┌─ Supplied material

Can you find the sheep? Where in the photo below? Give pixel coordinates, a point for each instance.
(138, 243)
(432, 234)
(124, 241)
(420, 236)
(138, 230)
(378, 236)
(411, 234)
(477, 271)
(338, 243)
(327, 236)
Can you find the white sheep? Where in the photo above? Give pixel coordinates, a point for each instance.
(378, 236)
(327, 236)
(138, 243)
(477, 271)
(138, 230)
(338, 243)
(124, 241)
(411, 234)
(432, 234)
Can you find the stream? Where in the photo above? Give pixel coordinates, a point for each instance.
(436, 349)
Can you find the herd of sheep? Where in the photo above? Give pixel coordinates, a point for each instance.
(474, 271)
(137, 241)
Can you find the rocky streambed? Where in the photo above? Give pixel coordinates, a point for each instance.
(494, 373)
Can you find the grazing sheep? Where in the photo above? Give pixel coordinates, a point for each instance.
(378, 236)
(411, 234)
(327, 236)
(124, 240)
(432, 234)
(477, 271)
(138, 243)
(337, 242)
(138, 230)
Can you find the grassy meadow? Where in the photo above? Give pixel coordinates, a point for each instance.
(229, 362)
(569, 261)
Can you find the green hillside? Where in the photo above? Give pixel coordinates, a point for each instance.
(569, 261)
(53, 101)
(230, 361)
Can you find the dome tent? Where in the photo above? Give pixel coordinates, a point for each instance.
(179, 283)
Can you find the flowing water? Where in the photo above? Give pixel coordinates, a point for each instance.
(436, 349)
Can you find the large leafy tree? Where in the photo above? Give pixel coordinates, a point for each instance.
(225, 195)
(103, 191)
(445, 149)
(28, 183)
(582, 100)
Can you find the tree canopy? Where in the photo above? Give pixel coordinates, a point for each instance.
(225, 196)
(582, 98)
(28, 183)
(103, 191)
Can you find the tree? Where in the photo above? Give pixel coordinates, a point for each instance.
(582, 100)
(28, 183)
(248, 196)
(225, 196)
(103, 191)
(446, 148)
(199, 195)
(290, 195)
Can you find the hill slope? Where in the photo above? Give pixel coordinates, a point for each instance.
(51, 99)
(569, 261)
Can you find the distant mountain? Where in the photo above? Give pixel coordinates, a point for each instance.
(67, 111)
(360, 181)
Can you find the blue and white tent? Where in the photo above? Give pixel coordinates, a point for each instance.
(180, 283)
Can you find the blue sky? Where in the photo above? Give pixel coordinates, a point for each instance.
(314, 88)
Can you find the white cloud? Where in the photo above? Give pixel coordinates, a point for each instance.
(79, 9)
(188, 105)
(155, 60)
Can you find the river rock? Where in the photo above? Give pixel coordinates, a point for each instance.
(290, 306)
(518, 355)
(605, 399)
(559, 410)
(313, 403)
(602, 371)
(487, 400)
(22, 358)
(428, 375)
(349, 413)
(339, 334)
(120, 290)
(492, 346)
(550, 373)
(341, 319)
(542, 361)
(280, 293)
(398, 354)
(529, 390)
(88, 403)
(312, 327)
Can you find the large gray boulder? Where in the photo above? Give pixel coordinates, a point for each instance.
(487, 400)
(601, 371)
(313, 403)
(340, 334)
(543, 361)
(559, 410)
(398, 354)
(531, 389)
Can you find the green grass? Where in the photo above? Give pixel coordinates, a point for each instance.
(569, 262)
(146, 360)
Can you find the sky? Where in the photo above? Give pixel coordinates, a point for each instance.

└─

Exercise directions.
Word for word, write out all of the data above.

Full answer.
Can you find the sheep? Where in the photo below? Give pixel coordinates, a point for each instance.
(138, 243)
(432, 234)
(124, 241)
(420, 236)
(138, 230)
(378, 236)
(411, 234)
(477, 271)
(338, 243)
(327, 236)
Can you find the white sheep? Where in the photo above? Give pixel coordinates, a point for each instance.
(378, 236)
(327, 236)
(138, 243)
(477, 271)
(138, 230)
(338, 243)
(124, 241)
(411, 234)
(432, 234)
Can you find the stream? Where in the photo above? Give pixel coordinates, a point for each instance.
(436, 349)
Can you find the herd of sheep? Where in the photo above? Give pixel coordinates, a point for each instance.
(474, 271)
(137, 241)
Can you find the rocky streambed? Where in the photo above? Give pixel coordinates, a point for each instance.
(494, 373)
Can you find the grazing sheep? Where in the photo above? Give pixel coordinates, a point for each instance.
(378, 236)
(411, 234)
(327, 236)
(124, 240)
(432, 234)
(477, 271)
(138, 243)
(337, 242)
(138, 230)
Can you find the grassy meadow? Where in the photo above? Give pixel coordinates, a point for each instance.
(229, 362)
(569, 261)
Can you find the green hillside? Where in the photo above? Give pixel coordinates, a point for each instance.
(569, 261)
(53, 101)
(230, 361)
Can you find the dome tent? Where in the photo above? Give pixel coordinates, a point for each instance.
(179, 283)
Can you find the flowing water? Where in the photo above? Give pixel coordinates, a point for each instance.
(436, 349)
Can you find the large leafy tree? Where in the photo above? Give pixel coordinates, a point for each instance.
(225, 195)
(103, 191)
(445, 149)
(28, 183)
(582, 100)
Can you find the tree canopy? Where in the photo above? Give pixel coordinates, a point for each instance.
(225, 196)
(582, 98)
(28, 183)
(103, 191)
Can you find the tree? Where in the photo above? Give pixel coordinates, a point for each instance.
(582, 100)
(28, 183)
(248, 196)
(225, 196)
(103, 191)
(446, 148)
(199, 195)
(290, 195)
Can you find the hill slope? Where in the photo above? Give pixel coordinates, a point for each instance.
(51, 99)
(569, 261)
Can you find the distant mountain? Where in the photo above? Give pixel coordinates, a point for each instance.
(67, 111)
(360, 181)
Can you find the blue and white tent? Where in the photo above? Give pixel coordinates, a point for each instance.
(180, 283)
Can you find the blue sky? Where in the photo above? Give pixel coordinates, a point for each instance.
(314, 88)
Can you find the white cloud? Where in the photo above? Give pixel coordinates, a point for each instance.
(79, 9)
(188, 105)
(155, 60)
Can you find the river rock? Where in the photo above? Give pixel coordinates, a point for each instance.
(290, 306)
(518, 355)
(605, 399)
(559, 410)
(313, 403)
(602, 371)
(487, 400)
(22, 358)
(428, 375)
(349, 413)
(339, 334)
(120, 290)
(492, 346)
(550, 373)
(341, 319)
(542, 361)
(280, 293)
(398, 354)
(529, 390)
(88, 403)
(312, 327)
Can you find the large gray boulder? Where in the photo above? Give pixel coordinates, a point for each instance.
(487, 400)
(601, 371)
(313, 403)
(340, 334)
(543, 361)
(559, 410)
(398, 354)
(531, 389)
Can you find the green grass? Where in the photo above? Give pixel coordinates, a point for each instance.
(569, 262)
(146, 360)
Can you find the sky? Where in the photo above? Give pixel coordinates, a point for each instance.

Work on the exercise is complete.